* _MATERIALS PROVIDED_
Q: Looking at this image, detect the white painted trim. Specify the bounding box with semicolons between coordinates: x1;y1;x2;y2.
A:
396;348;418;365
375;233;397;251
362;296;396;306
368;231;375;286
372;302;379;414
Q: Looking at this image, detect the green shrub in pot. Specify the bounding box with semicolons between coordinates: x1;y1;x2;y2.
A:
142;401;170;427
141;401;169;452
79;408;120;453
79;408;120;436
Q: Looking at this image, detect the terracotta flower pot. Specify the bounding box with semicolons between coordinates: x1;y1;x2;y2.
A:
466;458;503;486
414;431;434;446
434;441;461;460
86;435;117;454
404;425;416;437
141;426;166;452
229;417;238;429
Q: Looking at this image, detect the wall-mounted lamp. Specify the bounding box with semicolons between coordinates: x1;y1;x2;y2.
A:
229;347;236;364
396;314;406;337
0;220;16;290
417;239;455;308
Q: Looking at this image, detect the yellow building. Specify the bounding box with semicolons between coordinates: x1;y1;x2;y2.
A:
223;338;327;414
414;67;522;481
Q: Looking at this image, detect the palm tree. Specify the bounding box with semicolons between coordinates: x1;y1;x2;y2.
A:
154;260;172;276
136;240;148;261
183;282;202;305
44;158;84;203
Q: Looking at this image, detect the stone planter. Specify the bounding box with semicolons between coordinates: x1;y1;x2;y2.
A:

* _TASK TO CARRY OUT_
Provide an exact copy of all the material.

* _WRITTEN RESPONSE_
Q: Looking at this image, detect the white painted trim. Specify the bounding box with semicolons between coordinates: x1;y1;x2;y2.
A:
396;348;418;365
375;233;397;251
362;296;396;306
368;231;375;286
372;302;379;414
Q: Looking at this image, detect the green shrub in pot. Specify the bounding box with semicolons between coordinates: x1;y1;x2;y2.
A:
142;401;170;427
141;401;169;452
79;408;120;453
79;408;120;436
Q: Looking at this image, detect the terracotta flower pot. Specify the bounding box with semicolons between coordinates: x1;y1;x2;y2.
A:
466;458;503;486
414;431;434;446
434;441;461;460
86;435;117;454
404;425;416;437
141;426;166;452
229;417;238;429
Q: Looking at this image, detect the wall-mounted lamp. Specify the bounding box with semicolons between coordinates: x1;y1;x2;y2.
A:
229;347;236;364
396;314;406;337
0;220;16;290
417;239;455;308
Q: Looking at this image, detect the yellow building. Specify the bounding box with semicolons between coordinates: x1;y1;x2;y2.
A:
223;338;327;414
414;67;522;481
Q: Looking at this image, detect the palm tree. Specify the bounding box with semicolons between coordinates: x1;y1;x2;y2.
A:
154;260;172;276
136;240;148;261
183;282;202;305
44;158;84;203
Q: Looking at this image, detect the stone planter. Specify the bounding box with semicolons between coordinates: x1;y1;x2;y2.
A:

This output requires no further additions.